> [Instruction] Recast the part of the listing below that runs from the line with "Exercise. Put one point on each instance of the balloon green" up to and including the line with "point(618, 129)" as a JSON list of strings, one string per line, with blank lines left out.

┌──

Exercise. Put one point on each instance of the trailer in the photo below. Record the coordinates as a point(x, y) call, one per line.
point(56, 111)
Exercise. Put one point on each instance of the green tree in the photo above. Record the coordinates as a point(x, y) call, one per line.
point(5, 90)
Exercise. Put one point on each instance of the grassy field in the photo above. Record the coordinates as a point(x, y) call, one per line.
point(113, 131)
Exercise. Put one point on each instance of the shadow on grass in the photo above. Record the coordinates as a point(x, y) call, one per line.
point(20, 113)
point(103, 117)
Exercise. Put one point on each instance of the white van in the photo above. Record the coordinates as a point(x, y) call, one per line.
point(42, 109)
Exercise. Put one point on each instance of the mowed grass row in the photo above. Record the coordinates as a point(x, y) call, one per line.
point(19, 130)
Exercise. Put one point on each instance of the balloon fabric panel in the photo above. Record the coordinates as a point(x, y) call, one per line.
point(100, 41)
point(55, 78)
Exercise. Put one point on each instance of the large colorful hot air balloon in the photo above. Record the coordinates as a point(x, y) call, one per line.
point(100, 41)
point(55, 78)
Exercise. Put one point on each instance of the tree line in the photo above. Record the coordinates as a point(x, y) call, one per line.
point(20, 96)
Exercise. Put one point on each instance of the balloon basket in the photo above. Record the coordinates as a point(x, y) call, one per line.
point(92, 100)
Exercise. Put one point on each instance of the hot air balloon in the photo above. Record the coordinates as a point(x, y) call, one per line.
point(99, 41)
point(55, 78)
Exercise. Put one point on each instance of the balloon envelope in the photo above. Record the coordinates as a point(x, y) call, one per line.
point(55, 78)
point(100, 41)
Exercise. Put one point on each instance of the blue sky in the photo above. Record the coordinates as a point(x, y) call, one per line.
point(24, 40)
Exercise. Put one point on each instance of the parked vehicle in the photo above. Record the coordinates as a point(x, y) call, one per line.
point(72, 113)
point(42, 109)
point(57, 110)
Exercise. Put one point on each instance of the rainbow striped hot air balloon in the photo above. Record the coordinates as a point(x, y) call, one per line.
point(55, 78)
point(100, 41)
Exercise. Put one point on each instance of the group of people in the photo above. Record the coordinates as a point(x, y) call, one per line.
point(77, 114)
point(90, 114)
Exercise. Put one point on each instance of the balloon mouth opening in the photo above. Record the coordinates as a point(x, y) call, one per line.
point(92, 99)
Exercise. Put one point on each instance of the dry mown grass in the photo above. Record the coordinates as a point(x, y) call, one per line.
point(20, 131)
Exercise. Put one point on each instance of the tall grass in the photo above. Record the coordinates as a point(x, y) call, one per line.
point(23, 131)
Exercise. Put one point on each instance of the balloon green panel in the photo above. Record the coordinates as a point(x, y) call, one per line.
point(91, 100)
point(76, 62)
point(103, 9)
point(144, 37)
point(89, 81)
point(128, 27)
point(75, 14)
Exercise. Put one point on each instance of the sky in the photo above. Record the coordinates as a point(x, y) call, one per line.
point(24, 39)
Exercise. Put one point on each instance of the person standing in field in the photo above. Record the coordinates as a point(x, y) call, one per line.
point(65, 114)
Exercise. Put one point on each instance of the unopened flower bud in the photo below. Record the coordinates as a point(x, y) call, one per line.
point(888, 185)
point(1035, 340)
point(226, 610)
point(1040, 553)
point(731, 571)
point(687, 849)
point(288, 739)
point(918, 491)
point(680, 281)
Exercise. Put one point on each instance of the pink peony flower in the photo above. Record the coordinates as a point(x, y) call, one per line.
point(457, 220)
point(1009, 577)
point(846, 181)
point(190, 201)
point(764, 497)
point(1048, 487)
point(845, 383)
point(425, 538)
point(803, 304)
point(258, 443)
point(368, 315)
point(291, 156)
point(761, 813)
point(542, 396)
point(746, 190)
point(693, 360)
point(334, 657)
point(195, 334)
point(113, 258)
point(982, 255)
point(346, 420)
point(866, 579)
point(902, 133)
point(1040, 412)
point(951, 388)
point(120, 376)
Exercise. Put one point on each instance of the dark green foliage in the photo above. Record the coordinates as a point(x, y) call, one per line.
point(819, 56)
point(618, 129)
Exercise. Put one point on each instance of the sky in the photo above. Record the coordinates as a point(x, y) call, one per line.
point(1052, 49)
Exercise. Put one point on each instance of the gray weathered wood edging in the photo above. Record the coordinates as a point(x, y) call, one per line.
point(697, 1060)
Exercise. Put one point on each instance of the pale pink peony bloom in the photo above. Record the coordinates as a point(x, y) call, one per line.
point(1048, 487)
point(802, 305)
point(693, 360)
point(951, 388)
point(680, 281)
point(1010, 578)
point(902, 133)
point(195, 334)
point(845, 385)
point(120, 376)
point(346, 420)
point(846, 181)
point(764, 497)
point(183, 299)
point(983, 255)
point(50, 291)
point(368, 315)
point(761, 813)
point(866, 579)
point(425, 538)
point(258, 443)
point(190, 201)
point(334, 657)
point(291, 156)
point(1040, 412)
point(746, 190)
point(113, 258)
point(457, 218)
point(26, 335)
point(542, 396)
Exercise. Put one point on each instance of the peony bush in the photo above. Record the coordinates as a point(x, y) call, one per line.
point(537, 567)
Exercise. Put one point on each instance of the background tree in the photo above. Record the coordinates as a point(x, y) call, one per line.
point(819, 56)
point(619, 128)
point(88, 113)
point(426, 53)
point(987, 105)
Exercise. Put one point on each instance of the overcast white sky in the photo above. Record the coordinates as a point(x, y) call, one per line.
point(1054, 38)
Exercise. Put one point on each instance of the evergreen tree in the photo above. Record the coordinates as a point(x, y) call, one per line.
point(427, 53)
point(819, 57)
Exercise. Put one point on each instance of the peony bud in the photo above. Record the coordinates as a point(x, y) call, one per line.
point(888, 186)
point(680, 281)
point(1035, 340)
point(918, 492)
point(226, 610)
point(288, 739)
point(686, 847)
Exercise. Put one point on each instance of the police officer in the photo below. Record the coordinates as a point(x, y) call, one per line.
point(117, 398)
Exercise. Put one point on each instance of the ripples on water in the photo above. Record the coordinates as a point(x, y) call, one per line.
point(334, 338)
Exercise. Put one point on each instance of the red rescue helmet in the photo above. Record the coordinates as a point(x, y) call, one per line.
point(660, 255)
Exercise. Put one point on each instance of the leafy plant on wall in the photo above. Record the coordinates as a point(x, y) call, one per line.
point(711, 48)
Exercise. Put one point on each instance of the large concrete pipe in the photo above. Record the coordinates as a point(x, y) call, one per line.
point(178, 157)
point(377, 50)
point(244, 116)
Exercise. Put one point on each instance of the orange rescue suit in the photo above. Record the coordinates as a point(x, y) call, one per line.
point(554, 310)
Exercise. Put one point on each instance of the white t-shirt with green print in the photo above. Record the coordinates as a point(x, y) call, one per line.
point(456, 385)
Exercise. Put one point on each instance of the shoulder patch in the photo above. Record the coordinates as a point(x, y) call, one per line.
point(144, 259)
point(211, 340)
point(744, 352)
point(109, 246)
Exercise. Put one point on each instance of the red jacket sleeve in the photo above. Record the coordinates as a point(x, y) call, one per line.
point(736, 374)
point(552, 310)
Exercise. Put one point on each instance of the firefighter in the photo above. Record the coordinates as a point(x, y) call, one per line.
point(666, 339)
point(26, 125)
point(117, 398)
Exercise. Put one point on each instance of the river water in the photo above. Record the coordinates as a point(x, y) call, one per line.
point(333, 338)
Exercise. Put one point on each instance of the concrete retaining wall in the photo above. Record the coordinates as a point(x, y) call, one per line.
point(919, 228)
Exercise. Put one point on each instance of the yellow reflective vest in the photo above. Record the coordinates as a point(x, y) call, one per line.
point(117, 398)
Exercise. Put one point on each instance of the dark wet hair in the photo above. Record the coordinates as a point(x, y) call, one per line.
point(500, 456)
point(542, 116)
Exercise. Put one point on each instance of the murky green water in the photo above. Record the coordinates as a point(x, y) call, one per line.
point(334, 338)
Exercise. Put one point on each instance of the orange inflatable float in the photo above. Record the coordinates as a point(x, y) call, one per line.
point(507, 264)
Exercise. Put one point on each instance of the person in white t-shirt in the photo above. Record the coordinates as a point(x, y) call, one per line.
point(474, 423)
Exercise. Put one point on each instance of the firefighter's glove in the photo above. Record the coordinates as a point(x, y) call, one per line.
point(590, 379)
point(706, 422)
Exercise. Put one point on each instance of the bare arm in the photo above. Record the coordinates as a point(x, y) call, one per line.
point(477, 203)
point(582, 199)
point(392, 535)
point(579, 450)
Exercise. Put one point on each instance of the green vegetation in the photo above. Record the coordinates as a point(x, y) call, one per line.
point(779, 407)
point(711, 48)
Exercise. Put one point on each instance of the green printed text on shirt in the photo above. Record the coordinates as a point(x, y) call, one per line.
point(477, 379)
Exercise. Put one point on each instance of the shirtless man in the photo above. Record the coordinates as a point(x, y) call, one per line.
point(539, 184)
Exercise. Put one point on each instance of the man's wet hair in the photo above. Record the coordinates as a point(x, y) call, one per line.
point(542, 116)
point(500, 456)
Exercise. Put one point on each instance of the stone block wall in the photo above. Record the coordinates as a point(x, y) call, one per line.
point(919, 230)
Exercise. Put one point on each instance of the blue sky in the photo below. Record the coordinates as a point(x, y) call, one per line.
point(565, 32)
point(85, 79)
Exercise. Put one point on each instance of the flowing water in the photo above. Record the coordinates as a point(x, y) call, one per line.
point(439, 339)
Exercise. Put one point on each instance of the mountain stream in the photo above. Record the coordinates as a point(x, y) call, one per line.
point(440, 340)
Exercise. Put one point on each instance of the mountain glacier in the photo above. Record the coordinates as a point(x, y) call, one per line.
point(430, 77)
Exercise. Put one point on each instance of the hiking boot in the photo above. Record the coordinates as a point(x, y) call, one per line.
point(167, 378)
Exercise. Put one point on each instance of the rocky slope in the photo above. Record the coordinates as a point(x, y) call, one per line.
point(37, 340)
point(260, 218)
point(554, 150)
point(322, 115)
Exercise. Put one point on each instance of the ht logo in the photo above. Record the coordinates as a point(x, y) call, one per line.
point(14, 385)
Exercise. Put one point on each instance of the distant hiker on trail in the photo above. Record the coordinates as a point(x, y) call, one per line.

└──

> [Result below]
[
  "Exercise. Put one point on each instance of the balloon green panel in the photo above. Record the coordinates as a point(x, y) call, one per line.",
  "point(91, 100)",
  "point(76, 62)",
  "point(103, 9)",
  "point(144, 37)",
  "point(89, 81)",
  "point(128, 27)",
  "point(75, 14)",
  "Exercise. Put one point on each instance of the sky in the photo above. Record the coordinates as a point(x, y) call, one per line.",
  "point(24, 39)",
  "Exercise. Put one point on each instance of the person standing in field in the photo above. Record the coordinates as a point(x, y) call, one per line.",
  "point(65, 114)",
  "Exercise. Put one point on each instance of the unopened flower bud in the photo below. Record the coordinates as a point(x, y) call, one per line.",
  "point(888, 185)",
  "point(1035, 340)",
  "point(226, 610)",
  "point(1040, 553)",
  "point(731, 571)",
  "point(687, 849)",
  "point(288, 739)",
  "point(918, 491)",
  "point(680, 281)",
  "Exercise. Put one point on each instance of the pink peony flower in the photo above. Record the coordinates as a point(x, y) call, one per line.",
  "point(457, 220)",
  "point(1009, 577)",
  "point(846, 181)",
  "point(190, 201)",
  "point(764, 497)",
  "point(1048, 487)",
  "point(845, 383)",
  "point(425, 538)",
  "point(803, 304)",
  "point(258, 443)",
  "point(368, 315)",
  "point(291, 156)",
  "point(761, 813)",
  "point(542, 396)",
  "point(746, 190)",
  "point(693, 360)",
  "point(334, 657)",
  "point(195, 334)",
  "point(113, 258)",
  "point(982, 255)",
  "point(346, 420)",
  "point(866, 579)",
  "point(902, 133)",
  "point(1040, 412)",
  "point(951, 388)",
  "point(120, 376)",
  "Exercise. Put one point on each instance of the dark green foliage in the photo above. Record the coordinates as a point(x, y) call, one per line.",
  "point(819, 56)",
  "point(618, 129)"
]